- Try it -
What lines of the data below hold the string "target"? Copy each one out.

- Extracted entries -
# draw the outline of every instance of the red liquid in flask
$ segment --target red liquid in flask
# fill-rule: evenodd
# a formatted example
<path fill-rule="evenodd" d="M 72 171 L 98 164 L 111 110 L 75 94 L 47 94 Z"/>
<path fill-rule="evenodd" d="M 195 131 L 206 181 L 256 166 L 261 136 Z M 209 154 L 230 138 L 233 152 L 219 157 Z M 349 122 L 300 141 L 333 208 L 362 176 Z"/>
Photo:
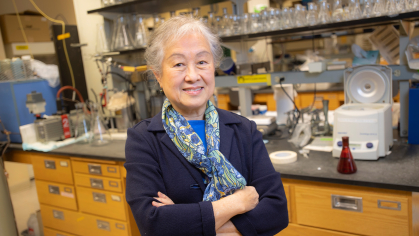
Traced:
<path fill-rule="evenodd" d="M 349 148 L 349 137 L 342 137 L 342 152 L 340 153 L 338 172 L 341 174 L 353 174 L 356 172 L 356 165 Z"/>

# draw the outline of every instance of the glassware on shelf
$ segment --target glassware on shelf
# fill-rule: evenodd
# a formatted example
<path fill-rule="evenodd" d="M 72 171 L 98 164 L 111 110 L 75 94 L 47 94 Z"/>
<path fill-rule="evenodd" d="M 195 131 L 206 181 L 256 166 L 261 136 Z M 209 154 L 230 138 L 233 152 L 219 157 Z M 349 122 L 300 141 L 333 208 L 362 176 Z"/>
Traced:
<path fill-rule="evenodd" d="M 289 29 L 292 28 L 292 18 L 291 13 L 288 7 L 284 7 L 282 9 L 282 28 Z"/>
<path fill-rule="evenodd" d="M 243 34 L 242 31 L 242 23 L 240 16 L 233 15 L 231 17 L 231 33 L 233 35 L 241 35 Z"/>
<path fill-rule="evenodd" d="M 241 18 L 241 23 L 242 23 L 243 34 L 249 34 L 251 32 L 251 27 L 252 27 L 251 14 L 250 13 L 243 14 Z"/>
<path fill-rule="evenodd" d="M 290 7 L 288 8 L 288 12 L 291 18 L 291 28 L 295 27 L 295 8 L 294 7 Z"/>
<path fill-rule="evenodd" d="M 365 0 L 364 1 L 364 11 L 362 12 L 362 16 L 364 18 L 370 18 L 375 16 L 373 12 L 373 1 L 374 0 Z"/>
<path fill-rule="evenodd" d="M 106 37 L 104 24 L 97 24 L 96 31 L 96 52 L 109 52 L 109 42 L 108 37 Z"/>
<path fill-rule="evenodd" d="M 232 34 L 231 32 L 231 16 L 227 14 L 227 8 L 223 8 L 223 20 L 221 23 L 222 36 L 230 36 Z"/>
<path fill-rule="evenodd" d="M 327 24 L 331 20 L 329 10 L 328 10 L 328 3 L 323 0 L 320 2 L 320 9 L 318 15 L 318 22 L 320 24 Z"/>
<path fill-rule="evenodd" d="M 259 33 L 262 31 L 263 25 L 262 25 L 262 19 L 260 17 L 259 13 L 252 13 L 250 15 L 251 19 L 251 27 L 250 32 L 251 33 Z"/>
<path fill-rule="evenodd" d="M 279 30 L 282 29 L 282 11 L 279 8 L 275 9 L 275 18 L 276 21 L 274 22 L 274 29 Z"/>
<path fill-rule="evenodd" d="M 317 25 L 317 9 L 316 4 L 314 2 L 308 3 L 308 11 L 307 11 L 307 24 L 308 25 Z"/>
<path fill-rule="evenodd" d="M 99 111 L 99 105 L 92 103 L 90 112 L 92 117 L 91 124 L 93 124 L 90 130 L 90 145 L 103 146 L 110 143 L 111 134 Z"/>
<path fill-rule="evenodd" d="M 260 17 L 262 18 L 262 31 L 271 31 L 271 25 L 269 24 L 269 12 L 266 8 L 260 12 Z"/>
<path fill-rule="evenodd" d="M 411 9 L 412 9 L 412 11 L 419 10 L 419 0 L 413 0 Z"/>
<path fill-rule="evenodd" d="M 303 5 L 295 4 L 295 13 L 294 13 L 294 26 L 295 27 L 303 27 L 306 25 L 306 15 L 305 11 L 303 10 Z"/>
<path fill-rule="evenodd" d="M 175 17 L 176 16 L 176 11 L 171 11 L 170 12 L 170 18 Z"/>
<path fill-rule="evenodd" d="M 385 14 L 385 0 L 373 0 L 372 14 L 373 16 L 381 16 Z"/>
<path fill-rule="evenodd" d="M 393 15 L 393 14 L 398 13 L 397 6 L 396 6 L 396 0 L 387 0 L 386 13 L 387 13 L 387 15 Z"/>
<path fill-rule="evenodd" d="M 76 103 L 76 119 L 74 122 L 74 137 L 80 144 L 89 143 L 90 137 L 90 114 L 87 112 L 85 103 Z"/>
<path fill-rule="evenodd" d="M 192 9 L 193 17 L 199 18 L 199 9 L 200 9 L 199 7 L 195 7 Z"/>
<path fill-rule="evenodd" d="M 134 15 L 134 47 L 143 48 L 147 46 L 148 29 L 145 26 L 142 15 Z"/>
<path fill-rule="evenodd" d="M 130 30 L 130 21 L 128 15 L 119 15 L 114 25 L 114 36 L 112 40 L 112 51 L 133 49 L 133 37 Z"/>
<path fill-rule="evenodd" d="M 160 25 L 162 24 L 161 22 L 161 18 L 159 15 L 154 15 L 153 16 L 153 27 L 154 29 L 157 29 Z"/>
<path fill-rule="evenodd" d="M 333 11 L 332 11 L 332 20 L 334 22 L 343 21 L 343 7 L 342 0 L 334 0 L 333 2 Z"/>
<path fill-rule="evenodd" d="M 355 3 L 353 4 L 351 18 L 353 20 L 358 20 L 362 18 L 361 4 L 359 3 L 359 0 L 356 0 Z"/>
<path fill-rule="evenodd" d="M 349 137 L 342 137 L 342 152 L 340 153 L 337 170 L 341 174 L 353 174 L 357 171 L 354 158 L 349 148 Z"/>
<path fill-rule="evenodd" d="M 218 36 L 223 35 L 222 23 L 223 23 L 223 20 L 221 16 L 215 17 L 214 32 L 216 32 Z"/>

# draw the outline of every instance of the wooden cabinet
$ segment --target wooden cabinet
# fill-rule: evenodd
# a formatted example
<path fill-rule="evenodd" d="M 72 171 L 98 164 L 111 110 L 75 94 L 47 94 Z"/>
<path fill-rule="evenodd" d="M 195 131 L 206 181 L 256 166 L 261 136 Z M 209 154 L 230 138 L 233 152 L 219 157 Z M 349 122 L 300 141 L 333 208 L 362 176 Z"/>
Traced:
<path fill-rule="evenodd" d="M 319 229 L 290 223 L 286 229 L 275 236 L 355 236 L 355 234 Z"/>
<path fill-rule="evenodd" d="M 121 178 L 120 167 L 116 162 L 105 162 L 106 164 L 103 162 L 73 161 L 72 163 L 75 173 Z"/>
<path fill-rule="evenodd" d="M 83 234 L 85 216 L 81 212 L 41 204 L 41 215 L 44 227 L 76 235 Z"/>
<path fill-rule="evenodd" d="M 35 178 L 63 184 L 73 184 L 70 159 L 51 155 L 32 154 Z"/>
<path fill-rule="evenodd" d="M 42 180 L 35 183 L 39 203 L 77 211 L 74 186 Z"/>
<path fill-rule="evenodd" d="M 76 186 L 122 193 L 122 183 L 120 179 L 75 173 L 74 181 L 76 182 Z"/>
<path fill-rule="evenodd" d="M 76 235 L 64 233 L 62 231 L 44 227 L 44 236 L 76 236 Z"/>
* * *
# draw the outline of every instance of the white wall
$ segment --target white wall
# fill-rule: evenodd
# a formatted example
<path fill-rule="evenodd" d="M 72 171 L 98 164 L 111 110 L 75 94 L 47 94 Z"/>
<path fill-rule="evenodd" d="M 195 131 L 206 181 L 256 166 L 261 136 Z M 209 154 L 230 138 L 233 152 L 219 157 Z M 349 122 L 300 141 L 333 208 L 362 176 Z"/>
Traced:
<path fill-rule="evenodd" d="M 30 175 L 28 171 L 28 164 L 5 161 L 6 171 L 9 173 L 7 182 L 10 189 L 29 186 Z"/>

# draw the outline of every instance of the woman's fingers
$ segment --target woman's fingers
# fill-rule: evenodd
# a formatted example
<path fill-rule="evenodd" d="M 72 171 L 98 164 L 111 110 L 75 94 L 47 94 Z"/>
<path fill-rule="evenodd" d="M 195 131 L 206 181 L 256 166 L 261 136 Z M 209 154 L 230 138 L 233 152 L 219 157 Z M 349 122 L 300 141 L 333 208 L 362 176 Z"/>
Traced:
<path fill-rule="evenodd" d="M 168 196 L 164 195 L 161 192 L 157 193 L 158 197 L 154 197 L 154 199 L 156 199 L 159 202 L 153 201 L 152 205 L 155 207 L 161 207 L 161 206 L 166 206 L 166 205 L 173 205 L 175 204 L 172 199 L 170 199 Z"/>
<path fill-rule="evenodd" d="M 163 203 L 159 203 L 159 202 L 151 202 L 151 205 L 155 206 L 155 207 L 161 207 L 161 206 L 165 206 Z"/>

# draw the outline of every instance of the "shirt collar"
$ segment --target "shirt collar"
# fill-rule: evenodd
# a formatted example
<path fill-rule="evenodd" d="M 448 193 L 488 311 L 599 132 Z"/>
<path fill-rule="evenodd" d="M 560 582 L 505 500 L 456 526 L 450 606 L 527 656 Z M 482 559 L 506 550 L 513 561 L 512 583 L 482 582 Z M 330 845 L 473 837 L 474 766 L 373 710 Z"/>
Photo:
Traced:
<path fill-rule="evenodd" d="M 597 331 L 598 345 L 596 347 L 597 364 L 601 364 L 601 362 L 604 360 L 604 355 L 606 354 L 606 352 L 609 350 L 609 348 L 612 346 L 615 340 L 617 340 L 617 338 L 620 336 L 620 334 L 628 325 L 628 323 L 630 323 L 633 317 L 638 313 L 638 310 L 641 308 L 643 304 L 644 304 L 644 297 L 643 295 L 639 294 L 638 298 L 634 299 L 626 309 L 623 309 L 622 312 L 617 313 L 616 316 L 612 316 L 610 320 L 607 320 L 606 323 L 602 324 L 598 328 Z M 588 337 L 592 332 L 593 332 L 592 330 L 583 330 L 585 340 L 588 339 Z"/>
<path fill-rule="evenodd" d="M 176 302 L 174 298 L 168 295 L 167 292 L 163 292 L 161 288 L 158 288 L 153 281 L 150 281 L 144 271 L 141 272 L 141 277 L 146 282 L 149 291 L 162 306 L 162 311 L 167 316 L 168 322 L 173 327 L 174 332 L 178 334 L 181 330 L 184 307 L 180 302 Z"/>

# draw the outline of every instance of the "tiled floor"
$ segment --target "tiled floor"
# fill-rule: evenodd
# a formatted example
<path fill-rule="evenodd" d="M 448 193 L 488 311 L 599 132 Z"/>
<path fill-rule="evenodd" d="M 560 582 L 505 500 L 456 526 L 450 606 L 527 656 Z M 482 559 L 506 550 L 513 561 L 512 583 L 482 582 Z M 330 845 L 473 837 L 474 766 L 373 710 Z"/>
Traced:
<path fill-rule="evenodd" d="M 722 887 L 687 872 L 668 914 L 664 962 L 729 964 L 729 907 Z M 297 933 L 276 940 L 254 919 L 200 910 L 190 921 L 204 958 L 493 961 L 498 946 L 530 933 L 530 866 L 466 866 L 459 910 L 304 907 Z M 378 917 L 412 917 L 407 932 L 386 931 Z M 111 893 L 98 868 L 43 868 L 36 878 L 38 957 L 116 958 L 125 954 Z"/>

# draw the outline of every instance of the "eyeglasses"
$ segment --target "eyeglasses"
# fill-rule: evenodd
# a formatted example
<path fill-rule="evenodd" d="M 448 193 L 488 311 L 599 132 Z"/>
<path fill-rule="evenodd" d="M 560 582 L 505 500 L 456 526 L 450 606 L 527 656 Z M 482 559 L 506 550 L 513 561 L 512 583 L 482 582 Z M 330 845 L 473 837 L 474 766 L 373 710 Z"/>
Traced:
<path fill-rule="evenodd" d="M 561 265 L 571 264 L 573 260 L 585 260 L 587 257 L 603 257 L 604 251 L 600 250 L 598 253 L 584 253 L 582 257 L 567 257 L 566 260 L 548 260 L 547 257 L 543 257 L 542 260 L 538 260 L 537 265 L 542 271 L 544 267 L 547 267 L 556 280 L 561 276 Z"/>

- Response to this task -
$ segment --target red liquid in flask
$ segment --target glassware on shelf
$ segment --target wooden cabinet
$ segment --target white wall
$ segment --target woman's fingers
$ segment --target "shirt collar"
$ segment --target "tiled floor"
$ segment --target "eyeglasses"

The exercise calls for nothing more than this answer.